Passage shown

Start of Block

A new life has begun in a stranger’s hands in a cold room filled with bright lights and unfamiliar voices. A tiny new babe has been “helped” from his safe cocoon like a chick whose shell has been peeled away by well-meaning fingers. This child does not know he has been born into an atmosphere of mistrust; an atmosphere that harbors the belief that his mother is helpless, his father is ignorant, and nature is out to get him. His nose and mouth are roughly suctioned. On a table with bright lights he is carefully examined and his A.P.G.A.R. Score assessed. Then, still naked and cold, he is weighed and measured so that the paperwork can be promptly completed. And last of all he receives a vitamin K shot in his heel and ointment is smeared into his eyes to prevent him from getting an infection from a bacteria which may or may not have been present in his mother’s vagina. Now that he has been in the world for several minutes during which he was touched and talked to only by people he doesn’t recognize, he is presented to his parents, goopy-eyed and confused. If during this time the mother is too drugged or exhausted to safely hold her baby he will be presented to his daddy for obligatory bonding time. Meanwhile, delivery-room staff will proceed to clean up the room as quickly as possible to enable the hasty removal of mother and child to a different room. No one will be concerned about the amount of light and noise this requires so long as the care of the new mother and her infant is efficiently transferred to a new staff within twenty-minutes.
This could be the successful hospital birth of your child. Remember to say farewell to the multitude of strangers who assisted during your stay as you will most likely never see any of these people again. And if you have post-partum depression or need help with breast-feeding none of these people will be available to help you. You are on your own now and the only thing you will receive is a prompt bill of at least ten-thousand dollars. You have survived the modern birth system and if you are one of the lucky ones who made it through relatively unscathed – congratulations! But in the end if you feel you’ve been betrayed, manhandled or mistreated, just remember that at least you are holding a precious new baby in your arms (and try not to feel guilty if that fact doesn’t seem to help you stop feeling bad.)
Meanwhile, another life has begun in a small, quiet corner of the world. A mother pulls her new infant to her body where her warmth engulfs her baby. This child has been born into an atmosphere of love and reverence; his birth has been carefully planned for and joyfully awaited. Within minutes he is nursing at his mother’s breast, alert and feeling safe. He will not notice that he is being examined, measured or weighed because he will either be asleep, nursing, or cuddled contentedly in his mother’s arms. There is barely a noticeable amount of noise or movement, yet within a couple of hours the room will be silent, clean, and empty except for this new family resting together. At some point in the following days and weeks the midwife may again be at the mother’s side, answering questions about breast-feeding, filling out a birth certificate and observing, with satisfaction, the glow of new motherhood. This is a child who went from his mother’s womb to his mother’s arms – he never spent time in a plastic bassinet or a stranger’s gloved hands. He experienced an abundance of safety, love and warmth – enough to dispel any fear that he may have felt during his transition from his inner world to a strange new outer world. He will not require a staff of strangers to bathe him, feed him or change him. He will sleep, eat and rest next to his mother in this small, quiet corner of the world.

End of Block

Required actions
- a) Condense the paragraph of the passage on the two births that begins "This could be the successful hospital birth," and keep its main facts.
- b) Print the portion of the passage on the two births starting with "This could be" and going on through "stop feeling bad.)", word for word.
Work only from the passage on the two births.

Data under study
Start of Block

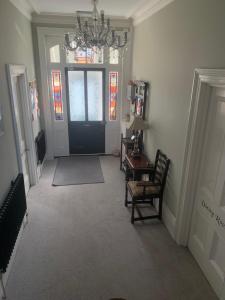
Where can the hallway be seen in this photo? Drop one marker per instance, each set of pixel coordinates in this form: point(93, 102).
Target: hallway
point(79, 244)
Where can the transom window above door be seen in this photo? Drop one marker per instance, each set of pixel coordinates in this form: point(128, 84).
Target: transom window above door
point(85, 95)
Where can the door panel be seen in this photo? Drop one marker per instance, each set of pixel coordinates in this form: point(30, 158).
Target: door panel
point(207, 237)
point(85, 90)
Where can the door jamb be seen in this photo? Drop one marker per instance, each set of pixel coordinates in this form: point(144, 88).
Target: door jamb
point(21, 72)
point(204, 81)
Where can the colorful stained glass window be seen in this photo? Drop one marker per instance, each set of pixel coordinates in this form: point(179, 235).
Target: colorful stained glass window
point(57, 95)
point(88, 56)
point(113, 95)
point(113, 56)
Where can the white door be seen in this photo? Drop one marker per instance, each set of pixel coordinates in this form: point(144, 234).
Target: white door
point(19, 114)
point(207, 236)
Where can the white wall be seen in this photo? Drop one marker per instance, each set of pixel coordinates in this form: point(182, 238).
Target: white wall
point(168, 46)
point(15, 48)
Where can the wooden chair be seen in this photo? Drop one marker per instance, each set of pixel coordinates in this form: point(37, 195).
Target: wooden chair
point(146, 191)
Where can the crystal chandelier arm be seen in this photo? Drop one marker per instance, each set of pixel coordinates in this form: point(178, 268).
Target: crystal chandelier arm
point(68, 43)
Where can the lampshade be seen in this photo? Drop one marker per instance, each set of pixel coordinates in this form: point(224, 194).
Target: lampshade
point(138, 124)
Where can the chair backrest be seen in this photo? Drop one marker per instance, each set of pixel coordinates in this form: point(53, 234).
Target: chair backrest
point(161, 169)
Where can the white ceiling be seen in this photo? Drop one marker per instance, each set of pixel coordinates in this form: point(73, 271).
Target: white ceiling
point(122, 8)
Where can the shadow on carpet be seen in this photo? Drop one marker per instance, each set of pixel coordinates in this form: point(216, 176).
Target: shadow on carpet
point(75, 170)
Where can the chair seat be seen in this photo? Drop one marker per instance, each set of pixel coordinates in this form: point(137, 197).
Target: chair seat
point(137, 191)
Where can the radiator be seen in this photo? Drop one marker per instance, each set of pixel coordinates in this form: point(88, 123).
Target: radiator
point(40, 146)
point(12, 213)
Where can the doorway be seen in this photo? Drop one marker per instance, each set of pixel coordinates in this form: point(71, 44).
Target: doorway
point(86, 110)
point(201, 218)
point(21, 112)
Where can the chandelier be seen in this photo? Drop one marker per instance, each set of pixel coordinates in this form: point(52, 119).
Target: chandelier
point(94, 32)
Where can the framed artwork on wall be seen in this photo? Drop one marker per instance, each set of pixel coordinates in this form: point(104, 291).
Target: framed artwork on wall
point(1, 122)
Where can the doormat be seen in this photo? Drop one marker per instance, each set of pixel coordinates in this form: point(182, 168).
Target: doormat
point(75, 170)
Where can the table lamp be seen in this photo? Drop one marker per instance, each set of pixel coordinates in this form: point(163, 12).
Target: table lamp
point(137, 125)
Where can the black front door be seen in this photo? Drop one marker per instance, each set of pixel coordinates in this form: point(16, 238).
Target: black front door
point(86, 110)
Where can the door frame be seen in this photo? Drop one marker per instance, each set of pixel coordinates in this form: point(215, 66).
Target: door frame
point(204, 81)
point(20, 71)
point(85, 70)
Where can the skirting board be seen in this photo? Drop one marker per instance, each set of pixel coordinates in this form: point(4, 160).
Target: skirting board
point(5, 276)
point(169, 220)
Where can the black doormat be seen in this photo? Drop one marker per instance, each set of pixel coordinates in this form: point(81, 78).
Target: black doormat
point(74, 170)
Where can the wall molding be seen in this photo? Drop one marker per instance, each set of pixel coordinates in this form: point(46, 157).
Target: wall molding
point(147, 9)
point(203, 82)
point(26, 7)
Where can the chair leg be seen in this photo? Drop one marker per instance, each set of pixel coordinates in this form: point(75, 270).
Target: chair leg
point(132, 212)
point(160, 208)
point(126, 194)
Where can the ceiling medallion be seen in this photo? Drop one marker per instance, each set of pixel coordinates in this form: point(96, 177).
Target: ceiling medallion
point(93, 31)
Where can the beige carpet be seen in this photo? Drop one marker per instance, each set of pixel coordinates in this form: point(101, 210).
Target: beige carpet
point(79, 245)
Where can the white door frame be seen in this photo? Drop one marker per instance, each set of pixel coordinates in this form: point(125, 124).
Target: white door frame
point(21, 72)
point(204, 81)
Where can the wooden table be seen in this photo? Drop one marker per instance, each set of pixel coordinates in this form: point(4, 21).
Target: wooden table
point(138, 166)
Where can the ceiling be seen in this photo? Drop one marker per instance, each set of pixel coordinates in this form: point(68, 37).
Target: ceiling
point(119, 8)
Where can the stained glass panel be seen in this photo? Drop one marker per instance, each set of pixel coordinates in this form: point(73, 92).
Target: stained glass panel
point(88, 56)
point(54, 54)
point(113, 95)
point(113, 56)
point(57, 95)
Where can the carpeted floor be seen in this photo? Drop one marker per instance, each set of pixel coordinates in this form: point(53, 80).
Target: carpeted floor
point(79, 245)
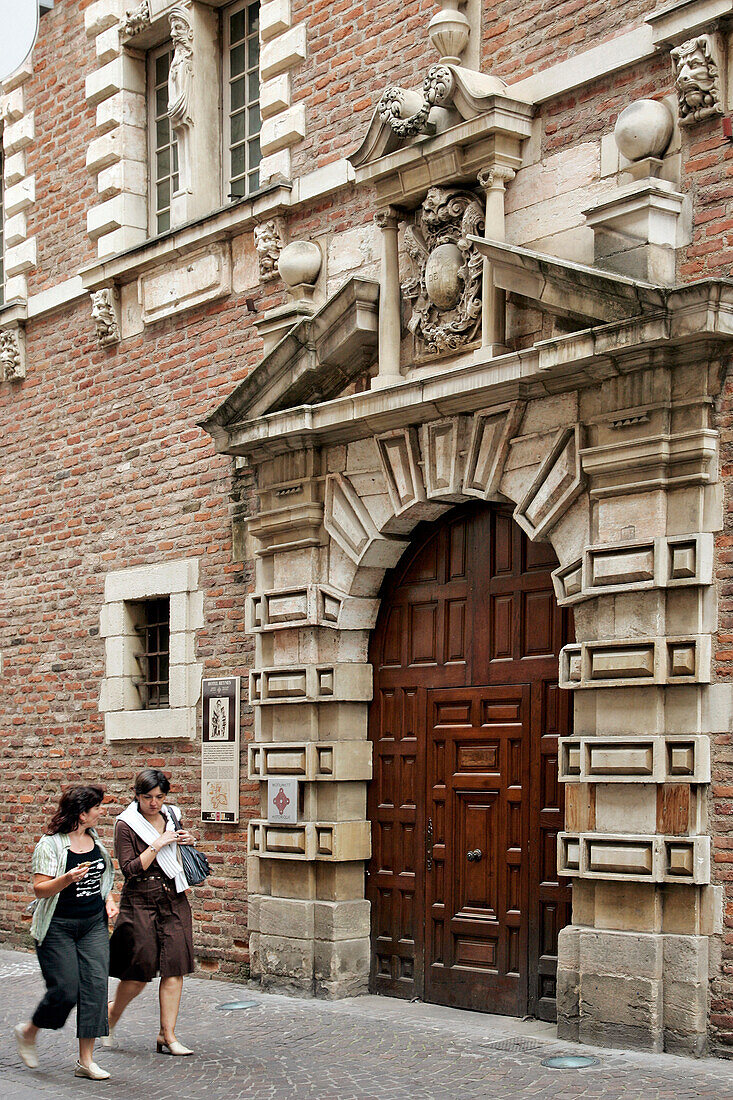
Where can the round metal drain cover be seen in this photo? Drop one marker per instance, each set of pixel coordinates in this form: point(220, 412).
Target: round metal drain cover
point(570, 1062)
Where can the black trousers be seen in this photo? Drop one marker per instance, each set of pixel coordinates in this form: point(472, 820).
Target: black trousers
point(74, 957)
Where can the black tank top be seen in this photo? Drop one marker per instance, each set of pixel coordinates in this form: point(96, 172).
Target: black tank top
point(84, 898)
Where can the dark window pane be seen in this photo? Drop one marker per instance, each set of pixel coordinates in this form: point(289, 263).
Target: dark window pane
point(162, 65)
point(238, 129)
point(163, 194)
point(161, 102)
point(238, 162)
point(252, 53)
point(163, 163)
point(162, 133)
point(253, 19)
point(238, 95)
point(237, 62)
point(237, 26)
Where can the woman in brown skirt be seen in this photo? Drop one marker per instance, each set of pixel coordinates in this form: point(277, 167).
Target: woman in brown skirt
point(153, 932)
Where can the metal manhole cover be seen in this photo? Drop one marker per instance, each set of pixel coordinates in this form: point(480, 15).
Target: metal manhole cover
point(515, 1045)
point(570, 1062)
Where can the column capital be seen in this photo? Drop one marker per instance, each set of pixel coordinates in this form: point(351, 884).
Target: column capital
point(387, 218)
point(495, 177)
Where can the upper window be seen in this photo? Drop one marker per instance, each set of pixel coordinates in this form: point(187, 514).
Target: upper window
point(162, 140)
point(241, 99)
point(152, 619)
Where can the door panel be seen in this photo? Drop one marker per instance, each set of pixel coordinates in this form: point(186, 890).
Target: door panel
point(465, 724)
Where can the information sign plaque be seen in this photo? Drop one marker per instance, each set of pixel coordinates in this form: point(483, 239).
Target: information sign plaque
point(283, 801)
point(220, 750)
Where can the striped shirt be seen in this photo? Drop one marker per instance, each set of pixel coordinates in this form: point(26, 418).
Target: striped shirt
point(50, 858)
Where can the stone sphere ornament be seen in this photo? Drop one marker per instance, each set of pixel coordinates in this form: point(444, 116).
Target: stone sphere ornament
point(449, 31)
point(299, 262)
point(644, 129)
point(441, 279)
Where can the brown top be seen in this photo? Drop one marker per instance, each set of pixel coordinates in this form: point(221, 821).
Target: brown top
point(128, 848)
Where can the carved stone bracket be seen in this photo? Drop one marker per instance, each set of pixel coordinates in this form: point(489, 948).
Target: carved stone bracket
point(12, 353)
point(137, 19)
point(446, 293)
point(106, 315)
point(269, 242)
point(181, 77)
point(698, 68)
point(437, 89)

End of Block

Written responses
- a) A hospital birth may end with parents leaving the many strangers who assisted them, most of whom they will likely never see again. None of these people will be available to help with post-partum depression or breast-feeding, and the only thing the parents receive is a prompt bill of at least ten-thousand dollars. Those who come through relatively unscathed are congratulated. Those who feel betrayed, manhandled or mistreated are told to remember that they are holding a precious new baby, and not to feel guilty if that fact does not stop them from feeling bad.

- b)
This could be the successful hospital birth of your child. Remember to say farewell to the multitude of strangers who assisted during your stay as you will most likely never see any of these people again. And if you have post-partum depression or need help with breast-feeding none of these people will be available to help you. You are on your own now and the only thing you will receive is a prompt bill of at least ten-thousand dollars. You have survived the modern birth system and if you are one of the lucky ones who made it through relatively unscathed – congratulations! But in the end if you feel you’ve been betrayed, manhandled or mistreated, just remember that at least you are holding a precious new baby in your arms (and try not to feel guilty if that fact doesn’t seem to help you stop feeling bad.)